# [What you need to do]
Quote everything from the line containing "bride's face as a single point per instance." down to the end of the records, including that first line.

# [Supplied material]
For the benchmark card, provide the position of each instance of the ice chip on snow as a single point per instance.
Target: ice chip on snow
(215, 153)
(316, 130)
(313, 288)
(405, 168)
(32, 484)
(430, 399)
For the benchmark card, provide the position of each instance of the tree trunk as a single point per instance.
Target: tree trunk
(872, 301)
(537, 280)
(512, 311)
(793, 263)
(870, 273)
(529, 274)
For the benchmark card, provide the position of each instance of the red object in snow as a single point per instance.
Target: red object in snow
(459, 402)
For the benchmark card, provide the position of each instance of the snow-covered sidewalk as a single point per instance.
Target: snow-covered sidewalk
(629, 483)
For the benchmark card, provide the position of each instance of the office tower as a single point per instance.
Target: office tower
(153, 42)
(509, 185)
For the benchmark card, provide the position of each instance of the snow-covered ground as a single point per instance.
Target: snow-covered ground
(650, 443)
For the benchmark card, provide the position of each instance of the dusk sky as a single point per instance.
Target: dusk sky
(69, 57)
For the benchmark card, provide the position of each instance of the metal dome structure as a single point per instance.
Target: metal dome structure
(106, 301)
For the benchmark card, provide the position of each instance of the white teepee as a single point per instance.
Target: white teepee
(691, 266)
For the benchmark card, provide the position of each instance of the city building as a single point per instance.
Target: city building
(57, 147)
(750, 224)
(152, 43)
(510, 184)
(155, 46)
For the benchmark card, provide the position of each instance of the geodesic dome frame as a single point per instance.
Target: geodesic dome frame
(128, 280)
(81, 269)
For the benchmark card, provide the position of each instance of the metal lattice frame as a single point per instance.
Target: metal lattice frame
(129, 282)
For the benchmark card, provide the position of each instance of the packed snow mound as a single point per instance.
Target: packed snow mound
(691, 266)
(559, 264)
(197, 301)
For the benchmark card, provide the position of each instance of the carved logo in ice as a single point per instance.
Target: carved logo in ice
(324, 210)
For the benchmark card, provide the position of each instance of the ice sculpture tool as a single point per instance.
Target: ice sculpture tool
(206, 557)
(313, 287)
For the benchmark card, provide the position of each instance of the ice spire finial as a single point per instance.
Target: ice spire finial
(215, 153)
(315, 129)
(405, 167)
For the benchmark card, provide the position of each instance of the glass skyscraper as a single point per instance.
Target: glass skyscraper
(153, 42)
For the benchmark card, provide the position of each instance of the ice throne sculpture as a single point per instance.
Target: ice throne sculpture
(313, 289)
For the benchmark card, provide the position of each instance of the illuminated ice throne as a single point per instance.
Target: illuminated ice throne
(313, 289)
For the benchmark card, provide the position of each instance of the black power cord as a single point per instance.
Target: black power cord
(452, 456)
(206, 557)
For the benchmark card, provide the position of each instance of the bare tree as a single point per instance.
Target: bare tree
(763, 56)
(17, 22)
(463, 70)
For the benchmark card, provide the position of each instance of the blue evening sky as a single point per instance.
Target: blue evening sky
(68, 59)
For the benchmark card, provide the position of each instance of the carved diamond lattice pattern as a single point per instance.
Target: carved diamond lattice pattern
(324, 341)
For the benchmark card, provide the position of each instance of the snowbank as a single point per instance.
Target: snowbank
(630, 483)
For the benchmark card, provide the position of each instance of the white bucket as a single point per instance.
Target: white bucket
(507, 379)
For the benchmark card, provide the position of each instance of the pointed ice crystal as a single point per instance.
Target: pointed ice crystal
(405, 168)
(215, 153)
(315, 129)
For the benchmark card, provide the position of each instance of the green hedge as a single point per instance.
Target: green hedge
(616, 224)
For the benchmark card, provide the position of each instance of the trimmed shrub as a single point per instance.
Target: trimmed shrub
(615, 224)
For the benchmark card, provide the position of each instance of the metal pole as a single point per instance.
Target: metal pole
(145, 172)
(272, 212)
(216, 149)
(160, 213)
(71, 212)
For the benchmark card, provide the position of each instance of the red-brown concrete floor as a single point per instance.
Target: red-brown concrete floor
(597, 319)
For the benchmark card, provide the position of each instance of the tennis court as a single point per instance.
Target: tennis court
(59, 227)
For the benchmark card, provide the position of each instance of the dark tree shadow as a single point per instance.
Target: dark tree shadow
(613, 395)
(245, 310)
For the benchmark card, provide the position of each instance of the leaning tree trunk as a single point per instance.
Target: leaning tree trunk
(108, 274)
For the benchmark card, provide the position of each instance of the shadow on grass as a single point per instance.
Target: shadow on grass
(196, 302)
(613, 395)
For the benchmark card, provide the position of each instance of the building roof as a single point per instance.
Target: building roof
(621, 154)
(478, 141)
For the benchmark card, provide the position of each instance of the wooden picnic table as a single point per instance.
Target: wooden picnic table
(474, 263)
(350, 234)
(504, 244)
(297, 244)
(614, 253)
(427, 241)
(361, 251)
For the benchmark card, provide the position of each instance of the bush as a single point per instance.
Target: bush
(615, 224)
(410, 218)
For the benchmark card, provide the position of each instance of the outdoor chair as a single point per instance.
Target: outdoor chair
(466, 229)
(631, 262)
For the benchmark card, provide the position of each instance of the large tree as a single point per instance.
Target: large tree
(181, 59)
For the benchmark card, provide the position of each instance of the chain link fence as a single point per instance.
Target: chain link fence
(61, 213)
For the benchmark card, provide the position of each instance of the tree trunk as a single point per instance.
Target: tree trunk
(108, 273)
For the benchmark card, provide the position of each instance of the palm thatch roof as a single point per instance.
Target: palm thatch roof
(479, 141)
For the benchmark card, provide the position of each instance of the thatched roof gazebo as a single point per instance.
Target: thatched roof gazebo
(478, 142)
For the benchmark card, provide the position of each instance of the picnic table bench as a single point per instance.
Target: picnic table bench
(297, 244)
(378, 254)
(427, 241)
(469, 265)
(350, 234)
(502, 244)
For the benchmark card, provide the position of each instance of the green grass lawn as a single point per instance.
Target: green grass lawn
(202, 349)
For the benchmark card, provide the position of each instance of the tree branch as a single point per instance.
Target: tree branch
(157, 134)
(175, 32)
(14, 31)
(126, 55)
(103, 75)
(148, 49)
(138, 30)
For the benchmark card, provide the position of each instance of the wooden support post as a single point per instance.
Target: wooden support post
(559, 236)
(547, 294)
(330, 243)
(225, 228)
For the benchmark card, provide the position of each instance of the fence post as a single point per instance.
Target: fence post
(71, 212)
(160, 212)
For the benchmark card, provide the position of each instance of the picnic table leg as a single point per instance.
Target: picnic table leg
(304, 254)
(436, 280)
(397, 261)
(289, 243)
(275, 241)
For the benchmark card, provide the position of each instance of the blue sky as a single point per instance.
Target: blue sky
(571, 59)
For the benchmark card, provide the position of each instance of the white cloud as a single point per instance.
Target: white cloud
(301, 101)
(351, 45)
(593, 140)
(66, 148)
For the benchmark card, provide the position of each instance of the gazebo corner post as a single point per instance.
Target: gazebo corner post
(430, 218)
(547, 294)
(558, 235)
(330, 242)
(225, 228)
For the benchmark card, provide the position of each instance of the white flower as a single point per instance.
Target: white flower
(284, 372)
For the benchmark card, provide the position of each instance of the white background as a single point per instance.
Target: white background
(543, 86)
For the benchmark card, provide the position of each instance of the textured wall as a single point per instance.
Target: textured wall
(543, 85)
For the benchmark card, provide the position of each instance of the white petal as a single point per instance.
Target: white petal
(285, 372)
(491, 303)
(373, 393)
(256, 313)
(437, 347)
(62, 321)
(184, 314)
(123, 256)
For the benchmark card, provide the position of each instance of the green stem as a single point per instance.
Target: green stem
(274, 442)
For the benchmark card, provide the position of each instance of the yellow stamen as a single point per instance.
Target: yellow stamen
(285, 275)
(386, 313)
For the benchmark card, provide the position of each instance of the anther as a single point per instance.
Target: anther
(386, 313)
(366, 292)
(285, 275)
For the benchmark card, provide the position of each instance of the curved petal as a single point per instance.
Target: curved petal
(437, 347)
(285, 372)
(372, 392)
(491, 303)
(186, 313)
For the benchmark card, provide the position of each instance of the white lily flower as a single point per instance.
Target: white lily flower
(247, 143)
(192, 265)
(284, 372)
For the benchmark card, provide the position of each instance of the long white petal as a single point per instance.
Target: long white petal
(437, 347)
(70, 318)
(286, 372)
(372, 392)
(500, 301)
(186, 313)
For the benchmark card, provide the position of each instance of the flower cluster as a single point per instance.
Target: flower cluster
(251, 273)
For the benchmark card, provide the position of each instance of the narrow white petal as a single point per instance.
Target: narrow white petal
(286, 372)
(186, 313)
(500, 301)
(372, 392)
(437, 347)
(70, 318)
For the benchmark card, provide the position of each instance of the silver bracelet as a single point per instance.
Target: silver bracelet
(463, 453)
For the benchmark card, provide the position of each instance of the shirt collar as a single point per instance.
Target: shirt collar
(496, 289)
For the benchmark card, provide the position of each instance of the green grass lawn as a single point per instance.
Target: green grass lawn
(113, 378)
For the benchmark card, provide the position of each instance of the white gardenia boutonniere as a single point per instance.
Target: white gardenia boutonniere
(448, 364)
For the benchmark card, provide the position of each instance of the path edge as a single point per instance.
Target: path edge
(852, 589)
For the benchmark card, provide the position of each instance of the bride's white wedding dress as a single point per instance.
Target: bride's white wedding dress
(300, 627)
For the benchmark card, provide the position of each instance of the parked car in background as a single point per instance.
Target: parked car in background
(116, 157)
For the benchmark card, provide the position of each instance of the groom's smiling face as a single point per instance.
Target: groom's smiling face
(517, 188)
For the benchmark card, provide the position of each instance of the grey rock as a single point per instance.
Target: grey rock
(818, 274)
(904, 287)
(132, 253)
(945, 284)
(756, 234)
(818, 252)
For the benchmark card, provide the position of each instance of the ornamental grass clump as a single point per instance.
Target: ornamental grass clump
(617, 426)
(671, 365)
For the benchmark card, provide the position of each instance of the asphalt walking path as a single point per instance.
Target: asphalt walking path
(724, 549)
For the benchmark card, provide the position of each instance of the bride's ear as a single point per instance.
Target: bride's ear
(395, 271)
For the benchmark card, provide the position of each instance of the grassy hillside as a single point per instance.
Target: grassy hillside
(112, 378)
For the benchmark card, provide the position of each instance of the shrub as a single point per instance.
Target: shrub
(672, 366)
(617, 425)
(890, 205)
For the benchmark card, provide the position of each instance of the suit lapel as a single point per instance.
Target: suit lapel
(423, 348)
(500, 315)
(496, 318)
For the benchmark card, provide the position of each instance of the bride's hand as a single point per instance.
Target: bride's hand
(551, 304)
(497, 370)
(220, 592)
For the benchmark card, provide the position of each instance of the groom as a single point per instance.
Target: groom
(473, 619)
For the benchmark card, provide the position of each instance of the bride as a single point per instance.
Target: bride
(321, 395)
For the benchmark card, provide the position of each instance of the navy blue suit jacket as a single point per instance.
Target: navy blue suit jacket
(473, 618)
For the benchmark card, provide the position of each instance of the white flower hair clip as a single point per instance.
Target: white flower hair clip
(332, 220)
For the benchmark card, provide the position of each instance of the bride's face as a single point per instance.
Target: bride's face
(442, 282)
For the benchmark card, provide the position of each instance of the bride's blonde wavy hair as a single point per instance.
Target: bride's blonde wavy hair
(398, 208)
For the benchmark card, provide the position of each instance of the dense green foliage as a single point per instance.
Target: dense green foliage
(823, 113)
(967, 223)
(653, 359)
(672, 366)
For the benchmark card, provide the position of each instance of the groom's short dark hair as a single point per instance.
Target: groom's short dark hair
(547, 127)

# [Response]
For the benchmark card, provide the position of each instance of the bride's face as a single point per instance.
Target: bride's face
(442, 282)
For the benchmark card, provide the position of each instance of the bride's blonde wavy hair as a single point per instance.
Target: bride's blonde wavy hair
(398, 208)
For the benchmark card, provide the position of each instance of the dense green foliage as a single point per instance.
Target: dense green foliage
(823, 113)
(967, 223)
(653, 359)
(672, 366)
For the benchmark card, provide the position of each instance of the groom's short dark hair as a single point per instance.
Target: groom's short dark hair
(547, 127)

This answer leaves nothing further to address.